**REQUIRED TASK**
Retype each of the following lines exactly, leaving out the pictures.

::: SUPPLIED RECORDS :::

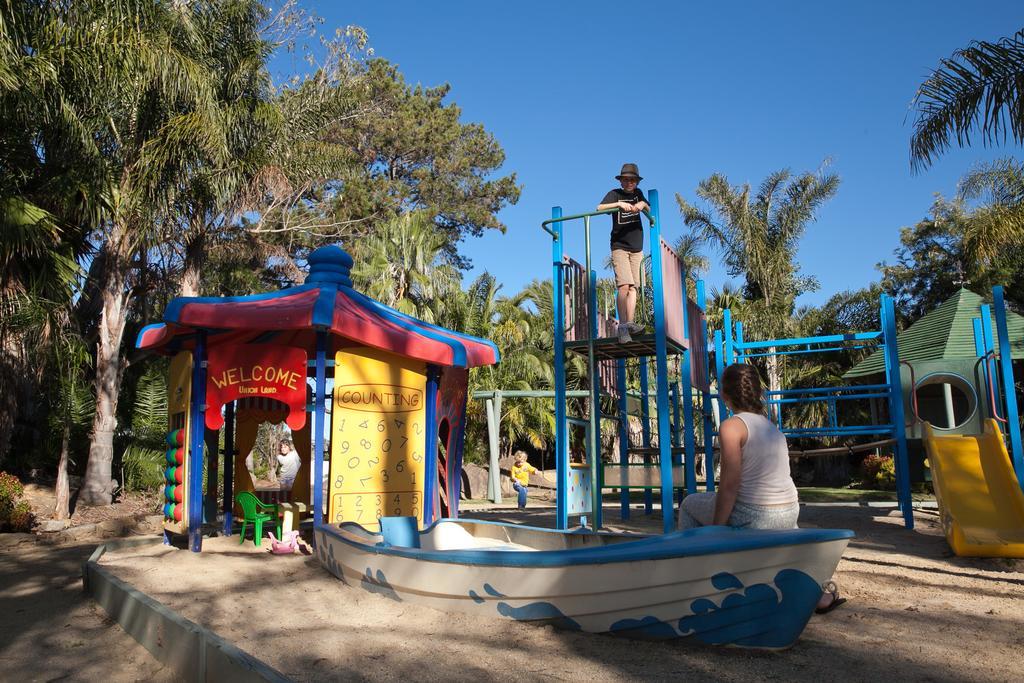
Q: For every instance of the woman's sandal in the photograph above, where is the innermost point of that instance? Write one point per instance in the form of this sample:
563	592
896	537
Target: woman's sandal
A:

:::

**FINISHED EXERCISE**
Q: For every instance of the woman's sandal in the photograph above, where is the innermost point of that instance? Write one point per instance in the form of this sample:
563	592
896	537
Target: woman's sandal
A:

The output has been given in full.